### DATA TO EXAMINE
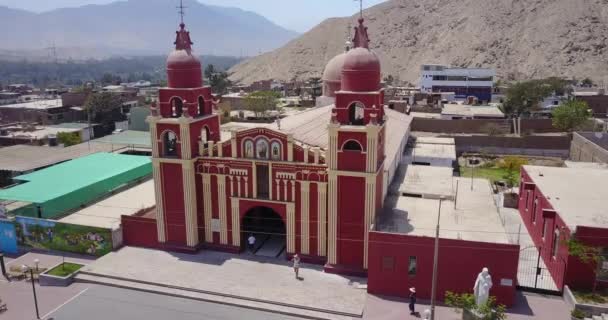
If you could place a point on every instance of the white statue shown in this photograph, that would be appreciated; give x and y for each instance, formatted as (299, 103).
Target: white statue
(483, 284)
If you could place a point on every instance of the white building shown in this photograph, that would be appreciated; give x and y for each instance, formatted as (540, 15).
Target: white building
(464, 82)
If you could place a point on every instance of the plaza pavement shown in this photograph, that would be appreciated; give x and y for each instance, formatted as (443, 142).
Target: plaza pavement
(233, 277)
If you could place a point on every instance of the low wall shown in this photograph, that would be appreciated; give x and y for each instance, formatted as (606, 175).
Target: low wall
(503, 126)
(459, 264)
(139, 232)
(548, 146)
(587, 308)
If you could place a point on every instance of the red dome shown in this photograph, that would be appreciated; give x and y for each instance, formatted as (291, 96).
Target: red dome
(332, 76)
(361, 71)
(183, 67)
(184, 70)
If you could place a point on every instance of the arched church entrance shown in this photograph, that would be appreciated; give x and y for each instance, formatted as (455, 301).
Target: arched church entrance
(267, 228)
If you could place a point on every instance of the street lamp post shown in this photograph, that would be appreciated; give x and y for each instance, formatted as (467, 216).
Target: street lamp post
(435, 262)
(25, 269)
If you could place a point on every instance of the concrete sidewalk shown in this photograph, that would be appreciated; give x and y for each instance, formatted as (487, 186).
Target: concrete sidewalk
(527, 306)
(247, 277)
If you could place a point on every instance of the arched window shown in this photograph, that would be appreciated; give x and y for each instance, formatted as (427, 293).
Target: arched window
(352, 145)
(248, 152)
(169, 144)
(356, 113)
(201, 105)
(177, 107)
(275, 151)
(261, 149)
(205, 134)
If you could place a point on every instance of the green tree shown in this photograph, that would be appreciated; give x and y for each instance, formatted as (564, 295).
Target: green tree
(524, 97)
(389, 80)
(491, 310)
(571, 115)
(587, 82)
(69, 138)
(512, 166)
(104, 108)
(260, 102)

==

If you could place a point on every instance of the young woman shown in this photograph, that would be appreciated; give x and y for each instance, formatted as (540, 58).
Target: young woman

...

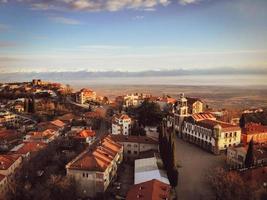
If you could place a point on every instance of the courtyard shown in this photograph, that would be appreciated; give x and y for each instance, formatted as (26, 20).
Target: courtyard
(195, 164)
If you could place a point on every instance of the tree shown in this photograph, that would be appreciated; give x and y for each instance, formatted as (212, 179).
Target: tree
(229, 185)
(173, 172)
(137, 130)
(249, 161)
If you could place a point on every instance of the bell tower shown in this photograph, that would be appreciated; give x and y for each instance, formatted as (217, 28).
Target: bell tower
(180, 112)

### INSTRUCTIONS TO FOLLOW
Give only the lines from the one holding "as (291, 96)." through the one holding "as (487, 186).", each restated exactly as it appears above.

### WRITTEN ANSWER
If you could place a point on every instance of the red dome shown in this photograph, that would be appreciated; give x and y for each instance, formatted as (291, 96).
Target: red dome
(332, 76)
(361, 71)
(183, 67)
(184, 70)
If you could place a point on every instance of the arched church entrance shown in this photograph, that would be appreciated; give x and y for each instance, formatted as (455, 301).
Target: arched church entrance
(267, 228)
If you could place a point on every instance of the street lamp post shown in this photograph, that would be appreciated; give x and y for each instance, formatted as (467, 216).
Target: street lamp post
(435, 262)
(25, 269)
If you could place a point on every instance of the concrete sidewalk shown in this photograph, that would be appreciated; give x and y for each instance, formatted as (487, 186).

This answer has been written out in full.